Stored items
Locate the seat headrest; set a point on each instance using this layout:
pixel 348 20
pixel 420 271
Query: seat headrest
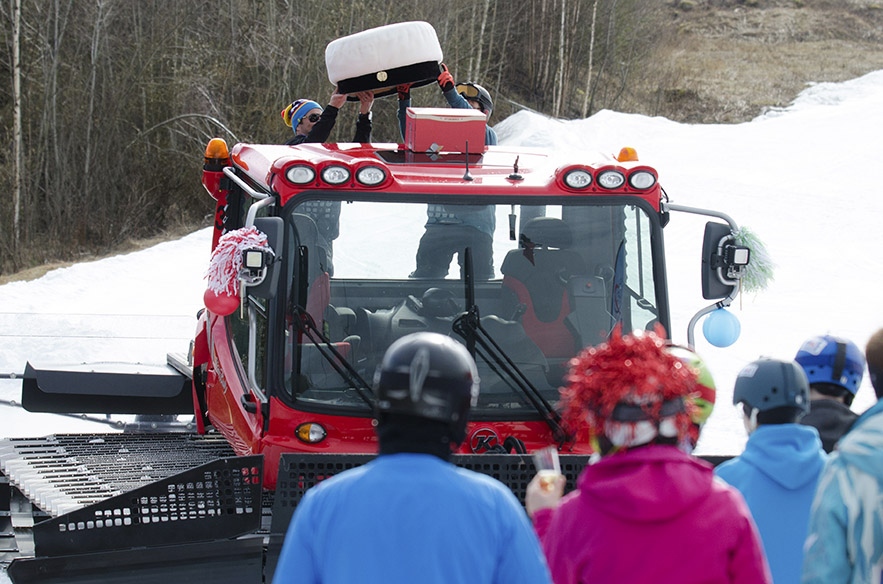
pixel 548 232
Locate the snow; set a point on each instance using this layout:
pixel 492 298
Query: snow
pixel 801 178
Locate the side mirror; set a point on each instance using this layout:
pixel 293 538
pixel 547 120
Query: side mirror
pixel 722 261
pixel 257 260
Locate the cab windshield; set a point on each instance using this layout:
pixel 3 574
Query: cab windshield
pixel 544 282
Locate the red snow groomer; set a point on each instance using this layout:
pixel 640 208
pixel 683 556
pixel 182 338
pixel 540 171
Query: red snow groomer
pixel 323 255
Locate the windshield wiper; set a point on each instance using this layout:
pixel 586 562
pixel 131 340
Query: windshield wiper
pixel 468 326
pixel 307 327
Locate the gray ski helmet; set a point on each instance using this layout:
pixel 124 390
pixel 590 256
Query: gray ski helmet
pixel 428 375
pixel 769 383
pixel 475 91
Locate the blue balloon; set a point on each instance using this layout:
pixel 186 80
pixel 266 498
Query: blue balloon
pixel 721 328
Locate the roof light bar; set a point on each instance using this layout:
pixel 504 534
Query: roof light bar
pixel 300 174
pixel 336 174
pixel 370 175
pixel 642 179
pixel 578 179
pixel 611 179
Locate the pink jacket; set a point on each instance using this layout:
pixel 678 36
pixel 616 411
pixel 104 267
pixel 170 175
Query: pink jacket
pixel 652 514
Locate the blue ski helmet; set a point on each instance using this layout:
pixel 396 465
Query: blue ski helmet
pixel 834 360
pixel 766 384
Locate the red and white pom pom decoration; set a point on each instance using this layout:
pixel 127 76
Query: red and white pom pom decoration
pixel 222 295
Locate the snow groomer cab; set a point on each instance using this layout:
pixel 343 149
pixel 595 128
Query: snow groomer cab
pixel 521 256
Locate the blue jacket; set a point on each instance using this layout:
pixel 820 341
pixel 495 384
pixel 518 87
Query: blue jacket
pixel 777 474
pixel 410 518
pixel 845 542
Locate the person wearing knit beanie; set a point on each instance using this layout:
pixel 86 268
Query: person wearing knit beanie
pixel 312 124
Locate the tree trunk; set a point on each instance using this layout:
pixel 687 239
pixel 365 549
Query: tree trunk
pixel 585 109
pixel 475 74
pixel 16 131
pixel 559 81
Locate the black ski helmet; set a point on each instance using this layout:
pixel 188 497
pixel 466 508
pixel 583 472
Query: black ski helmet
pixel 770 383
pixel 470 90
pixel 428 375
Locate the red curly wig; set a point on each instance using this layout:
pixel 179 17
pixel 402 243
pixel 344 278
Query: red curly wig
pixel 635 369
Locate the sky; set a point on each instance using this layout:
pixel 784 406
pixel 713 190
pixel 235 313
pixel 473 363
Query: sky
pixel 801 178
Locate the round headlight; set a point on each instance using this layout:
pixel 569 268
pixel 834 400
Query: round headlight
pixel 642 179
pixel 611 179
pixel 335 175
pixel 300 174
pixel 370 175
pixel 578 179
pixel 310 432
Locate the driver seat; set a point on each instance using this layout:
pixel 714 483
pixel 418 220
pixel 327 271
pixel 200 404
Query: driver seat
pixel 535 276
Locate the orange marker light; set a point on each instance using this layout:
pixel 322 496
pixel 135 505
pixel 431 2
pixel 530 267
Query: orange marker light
* * *
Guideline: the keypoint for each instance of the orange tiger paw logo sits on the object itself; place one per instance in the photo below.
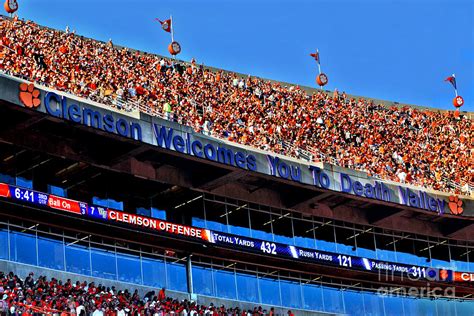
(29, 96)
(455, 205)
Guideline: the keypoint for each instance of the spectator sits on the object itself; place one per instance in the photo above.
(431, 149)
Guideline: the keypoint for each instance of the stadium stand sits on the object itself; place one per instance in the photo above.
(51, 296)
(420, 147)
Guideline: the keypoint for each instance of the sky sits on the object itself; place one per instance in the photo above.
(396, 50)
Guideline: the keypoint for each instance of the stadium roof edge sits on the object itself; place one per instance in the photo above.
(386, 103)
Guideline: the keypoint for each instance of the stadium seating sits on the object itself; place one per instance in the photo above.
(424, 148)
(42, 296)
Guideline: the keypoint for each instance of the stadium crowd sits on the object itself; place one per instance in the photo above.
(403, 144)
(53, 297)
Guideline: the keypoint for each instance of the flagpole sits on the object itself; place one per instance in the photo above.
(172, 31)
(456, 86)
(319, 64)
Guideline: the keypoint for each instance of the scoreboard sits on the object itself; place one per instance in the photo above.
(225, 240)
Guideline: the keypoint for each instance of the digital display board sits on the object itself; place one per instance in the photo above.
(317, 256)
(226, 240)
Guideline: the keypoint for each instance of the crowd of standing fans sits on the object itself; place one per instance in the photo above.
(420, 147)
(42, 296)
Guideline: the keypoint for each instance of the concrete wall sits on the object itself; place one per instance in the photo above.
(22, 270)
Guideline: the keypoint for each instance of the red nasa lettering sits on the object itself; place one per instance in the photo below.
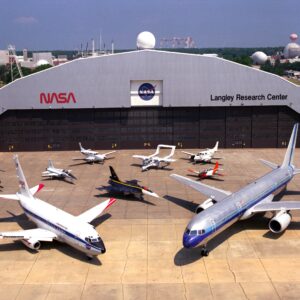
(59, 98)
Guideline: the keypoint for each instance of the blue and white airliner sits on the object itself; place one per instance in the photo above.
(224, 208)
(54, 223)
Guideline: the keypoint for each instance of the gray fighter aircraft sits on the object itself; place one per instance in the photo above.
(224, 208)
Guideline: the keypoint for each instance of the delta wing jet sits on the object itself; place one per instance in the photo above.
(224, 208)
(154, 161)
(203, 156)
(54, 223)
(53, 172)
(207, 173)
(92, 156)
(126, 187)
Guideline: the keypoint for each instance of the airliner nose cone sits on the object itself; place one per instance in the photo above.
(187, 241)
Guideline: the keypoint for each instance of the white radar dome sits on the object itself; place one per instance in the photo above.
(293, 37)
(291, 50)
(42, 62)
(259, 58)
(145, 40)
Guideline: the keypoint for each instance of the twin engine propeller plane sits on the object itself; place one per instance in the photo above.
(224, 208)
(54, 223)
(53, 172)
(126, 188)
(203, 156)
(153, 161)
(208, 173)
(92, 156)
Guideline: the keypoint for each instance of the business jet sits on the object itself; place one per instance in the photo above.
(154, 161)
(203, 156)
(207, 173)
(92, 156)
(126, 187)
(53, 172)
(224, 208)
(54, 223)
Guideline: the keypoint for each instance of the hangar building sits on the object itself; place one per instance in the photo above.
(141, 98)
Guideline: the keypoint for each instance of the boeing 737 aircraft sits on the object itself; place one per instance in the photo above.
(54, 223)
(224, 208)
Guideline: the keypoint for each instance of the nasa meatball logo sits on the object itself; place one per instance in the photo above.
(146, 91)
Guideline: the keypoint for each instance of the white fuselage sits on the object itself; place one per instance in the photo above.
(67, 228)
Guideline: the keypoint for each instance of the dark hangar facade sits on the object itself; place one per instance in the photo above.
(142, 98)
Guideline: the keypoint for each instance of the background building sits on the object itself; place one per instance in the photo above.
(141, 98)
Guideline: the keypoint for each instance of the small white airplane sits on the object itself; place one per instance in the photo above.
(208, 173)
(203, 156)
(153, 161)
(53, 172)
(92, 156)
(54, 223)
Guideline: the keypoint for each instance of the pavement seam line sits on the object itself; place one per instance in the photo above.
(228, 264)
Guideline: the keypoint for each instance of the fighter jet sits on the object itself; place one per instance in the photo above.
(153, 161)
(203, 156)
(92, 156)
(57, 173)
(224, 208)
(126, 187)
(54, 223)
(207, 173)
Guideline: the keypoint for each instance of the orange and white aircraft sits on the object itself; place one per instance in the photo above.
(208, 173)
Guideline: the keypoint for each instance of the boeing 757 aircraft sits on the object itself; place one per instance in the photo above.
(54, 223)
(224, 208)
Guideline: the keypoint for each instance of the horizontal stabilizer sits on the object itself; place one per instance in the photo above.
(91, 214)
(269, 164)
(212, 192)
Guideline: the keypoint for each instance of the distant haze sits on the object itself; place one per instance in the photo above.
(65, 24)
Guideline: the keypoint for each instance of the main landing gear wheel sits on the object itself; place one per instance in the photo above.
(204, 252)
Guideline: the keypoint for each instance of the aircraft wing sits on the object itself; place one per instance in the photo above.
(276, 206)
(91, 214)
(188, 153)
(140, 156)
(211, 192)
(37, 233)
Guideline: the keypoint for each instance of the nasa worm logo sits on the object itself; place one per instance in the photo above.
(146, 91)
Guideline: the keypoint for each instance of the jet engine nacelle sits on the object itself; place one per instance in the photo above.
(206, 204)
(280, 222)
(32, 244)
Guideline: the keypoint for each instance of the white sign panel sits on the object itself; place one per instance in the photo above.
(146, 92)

Your goal
Write back the stretch of lines above that begins with the line holding "Locate the seat" and ends with the line holding "pixel 504 534", both included, exactly as written. Pictures stay out.

Output below
Locate the seat headrest; set a point on each instance using this layout:
pixel 348 20
pixel 420 271
Query: seat headrest
pixel 548 232
Locate the snow; set a point on each instance using this layout:
pixel 492 298
Query: snow
pixel 801 178
Locate the side mirror; set a point on each instance using this layout:
pixel 293 538
pixel 547 120
Query: side mirror
pixel 722 261
pixel 257 260
Locate the cab windshield; set a point on each instance using this layout:
pixel 3 574
Query: cab windshield
pixel 544 282
Locate the red snow groomer; set a point on each instance using this layout:
pixel 640 208
pixel 683 556
pixel 182 338
pixel 540 171
Query: red snow groomer
pixel 323 255
Locate the windshield wiper; set a point on each instance using this layout:
pixel 586 562
pixel 131 340
Query: windshield wiper
pixel 468 326
pixel 307 327
Locate the gray ski helmet; set a point on each instance using this layout:
pixel 124 390
pixel 590 256
Query: gray ski helmet
pixel 428 375
pixel 769 383
pixel 475 91
Locate the blue balloon; set a point on each instance using this layout:
pixel 186 80
pixel 266 498
Query: blue balloon
pixel 721 328
Locate the roof light bar; set a point on each instance using this layout:
pixel 504 534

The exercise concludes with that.